═════ Zu verwendende Daten ═════

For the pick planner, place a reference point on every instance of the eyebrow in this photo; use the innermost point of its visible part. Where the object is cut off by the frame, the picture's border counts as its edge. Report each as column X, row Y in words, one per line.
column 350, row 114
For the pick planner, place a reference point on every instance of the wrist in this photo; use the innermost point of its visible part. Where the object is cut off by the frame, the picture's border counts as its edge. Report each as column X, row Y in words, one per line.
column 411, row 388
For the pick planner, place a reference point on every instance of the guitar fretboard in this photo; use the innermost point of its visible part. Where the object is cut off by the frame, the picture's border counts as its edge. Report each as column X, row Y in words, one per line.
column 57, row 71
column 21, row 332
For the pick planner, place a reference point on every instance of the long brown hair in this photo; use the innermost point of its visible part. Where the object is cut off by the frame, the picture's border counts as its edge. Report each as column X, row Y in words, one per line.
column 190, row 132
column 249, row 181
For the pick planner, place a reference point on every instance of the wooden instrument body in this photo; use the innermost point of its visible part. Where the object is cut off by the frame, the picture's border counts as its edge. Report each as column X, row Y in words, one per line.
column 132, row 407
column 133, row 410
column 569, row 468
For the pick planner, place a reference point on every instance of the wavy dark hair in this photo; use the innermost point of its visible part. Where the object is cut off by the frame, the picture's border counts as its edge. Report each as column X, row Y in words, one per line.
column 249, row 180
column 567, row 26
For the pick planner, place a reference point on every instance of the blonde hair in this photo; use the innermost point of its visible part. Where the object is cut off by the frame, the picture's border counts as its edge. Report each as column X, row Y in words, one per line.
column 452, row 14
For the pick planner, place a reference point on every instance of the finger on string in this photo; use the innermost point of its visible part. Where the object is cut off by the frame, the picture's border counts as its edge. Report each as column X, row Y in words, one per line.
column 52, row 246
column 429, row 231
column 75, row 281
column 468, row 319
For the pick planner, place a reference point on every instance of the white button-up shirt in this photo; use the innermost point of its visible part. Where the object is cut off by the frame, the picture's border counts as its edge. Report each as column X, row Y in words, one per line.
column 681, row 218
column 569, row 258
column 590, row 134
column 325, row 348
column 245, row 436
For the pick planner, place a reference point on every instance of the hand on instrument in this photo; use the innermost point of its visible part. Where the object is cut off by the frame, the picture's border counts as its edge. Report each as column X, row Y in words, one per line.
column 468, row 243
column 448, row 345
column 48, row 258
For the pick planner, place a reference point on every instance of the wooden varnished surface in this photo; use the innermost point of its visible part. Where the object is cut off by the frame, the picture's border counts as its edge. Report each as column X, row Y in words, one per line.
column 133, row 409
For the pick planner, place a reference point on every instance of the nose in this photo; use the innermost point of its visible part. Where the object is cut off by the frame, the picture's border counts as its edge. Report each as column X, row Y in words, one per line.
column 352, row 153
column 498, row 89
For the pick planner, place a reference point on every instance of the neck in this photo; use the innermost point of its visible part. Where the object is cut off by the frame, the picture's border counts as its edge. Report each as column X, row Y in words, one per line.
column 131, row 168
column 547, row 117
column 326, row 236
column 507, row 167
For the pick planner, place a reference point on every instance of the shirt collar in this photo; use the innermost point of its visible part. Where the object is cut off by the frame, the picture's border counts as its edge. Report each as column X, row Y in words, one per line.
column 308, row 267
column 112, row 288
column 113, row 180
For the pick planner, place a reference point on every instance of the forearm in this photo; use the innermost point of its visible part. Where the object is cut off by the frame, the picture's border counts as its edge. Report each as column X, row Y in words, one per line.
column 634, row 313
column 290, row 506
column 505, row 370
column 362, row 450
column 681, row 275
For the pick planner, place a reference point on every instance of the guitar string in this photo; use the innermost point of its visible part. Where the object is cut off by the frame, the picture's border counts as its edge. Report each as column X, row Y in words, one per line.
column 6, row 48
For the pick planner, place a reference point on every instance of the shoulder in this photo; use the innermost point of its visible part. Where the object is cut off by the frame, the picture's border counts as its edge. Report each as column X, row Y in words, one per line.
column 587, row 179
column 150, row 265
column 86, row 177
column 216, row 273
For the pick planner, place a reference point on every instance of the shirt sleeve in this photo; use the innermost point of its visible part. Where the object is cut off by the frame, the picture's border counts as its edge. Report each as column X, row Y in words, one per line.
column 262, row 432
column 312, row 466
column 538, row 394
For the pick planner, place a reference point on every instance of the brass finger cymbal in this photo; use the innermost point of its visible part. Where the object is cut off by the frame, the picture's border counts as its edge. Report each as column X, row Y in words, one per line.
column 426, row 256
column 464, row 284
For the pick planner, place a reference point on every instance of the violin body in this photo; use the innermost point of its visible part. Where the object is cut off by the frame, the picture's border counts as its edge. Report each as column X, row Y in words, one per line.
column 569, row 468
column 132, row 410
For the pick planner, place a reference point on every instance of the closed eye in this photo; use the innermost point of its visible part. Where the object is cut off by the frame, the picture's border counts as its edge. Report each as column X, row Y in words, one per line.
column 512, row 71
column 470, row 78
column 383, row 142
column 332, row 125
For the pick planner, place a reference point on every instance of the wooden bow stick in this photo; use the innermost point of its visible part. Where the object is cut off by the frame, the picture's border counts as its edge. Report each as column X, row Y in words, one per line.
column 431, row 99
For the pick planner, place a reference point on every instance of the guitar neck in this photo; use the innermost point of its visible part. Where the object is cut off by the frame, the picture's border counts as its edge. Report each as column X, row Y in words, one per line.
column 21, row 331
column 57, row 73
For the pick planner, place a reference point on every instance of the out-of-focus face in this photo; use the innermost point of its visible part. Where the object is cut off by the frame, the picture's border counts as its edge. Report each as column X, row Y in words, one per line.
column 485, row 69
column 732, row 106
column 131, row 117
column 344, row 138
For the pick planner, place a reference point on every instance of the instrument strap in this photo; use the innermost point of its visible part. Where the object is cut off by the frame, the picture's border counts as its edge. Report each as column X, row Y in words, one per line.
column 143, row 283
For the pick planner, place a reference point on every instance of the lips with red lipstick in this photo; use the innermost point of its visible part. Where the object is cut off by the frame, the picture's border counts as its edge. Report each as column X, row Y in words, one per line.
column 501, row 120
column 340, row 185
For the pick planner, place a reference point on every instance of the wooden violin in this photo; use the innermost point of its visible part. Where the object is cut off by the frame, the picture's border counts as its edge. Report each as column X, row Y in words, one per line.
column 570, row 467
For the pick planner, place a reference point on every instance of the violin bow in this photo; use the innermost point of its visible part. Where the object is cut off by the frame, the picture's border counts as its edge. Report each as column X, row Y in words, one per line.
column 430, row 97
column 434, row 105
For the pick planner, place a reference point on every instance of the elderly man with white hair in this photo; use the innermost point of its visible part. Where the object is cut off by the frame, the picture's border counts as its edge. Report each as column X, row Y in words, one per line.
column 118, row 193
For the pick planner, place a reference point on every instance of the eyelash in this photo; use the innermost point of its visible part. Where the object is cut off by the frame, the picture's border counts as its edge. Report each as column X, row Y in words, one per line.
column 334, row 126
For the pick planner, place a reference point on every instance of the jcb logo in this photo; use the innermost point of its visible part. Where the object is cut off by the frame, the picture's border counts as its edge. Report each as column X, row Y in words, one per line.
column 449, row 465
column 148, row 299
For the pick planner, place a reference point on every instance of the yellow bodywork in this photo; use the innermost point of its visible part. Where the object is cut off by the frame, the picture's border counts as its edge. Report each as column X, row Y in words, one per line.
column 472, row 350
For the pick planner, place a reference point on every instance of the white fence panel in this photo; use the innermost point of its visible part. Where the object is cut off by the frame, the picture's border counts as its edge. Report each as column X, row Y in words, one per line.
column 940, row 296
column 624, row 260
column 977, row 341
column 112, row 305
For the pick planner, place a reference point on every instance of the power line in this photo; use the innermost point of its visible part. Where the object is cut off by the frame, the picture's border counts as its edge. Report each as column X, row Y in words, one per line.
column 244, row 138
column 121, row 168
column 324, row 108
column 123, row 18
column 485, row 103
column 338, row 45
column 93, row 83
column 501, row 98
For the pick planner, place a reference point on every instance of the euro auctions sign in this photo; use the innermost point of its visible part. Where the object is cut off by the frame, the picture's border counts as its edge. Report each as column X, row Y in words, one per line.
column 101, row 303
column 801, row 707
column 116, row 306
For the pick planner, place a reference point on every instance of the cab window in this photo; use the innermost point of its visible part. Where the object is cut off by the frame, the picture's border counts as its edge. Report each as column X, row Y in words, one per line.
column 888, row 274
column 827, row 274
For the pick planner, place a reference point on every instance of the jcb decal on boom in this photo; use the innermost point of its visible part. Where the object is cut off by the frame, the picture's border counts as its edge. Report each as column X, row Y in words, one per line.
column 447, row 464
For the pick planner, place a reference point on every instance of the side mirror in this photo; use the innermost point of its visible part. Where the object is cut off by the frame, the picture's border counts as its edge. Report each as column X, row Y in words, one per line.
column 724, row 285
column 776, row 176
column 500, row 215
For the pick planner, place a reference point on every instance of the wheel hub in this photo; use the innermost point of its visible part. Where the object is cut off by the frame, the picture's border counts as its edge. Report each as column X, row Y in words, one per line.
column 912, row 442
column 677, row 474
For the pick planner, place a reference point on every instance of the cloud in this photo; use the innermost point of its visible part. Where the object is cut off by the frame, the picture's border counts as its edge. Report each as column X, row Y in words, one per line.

═════

**Schriftliche Aufgabe**.
Wiederhole wortgetreu die Zeilen von der Zeile mit „the shirt sleeve“ bis zur Zeile mit „column 262, row 432“, beide eingeschlossen.

**Ausgabe**.
For the pick planner, place a reference point on every instance of the shirt sleeve in this photo; use the innermost point of its visible part. Where the object is cut off by the frame, the picture's border counts as its edge. Report each as column X, row Y in words, one per line.
column 262, row 432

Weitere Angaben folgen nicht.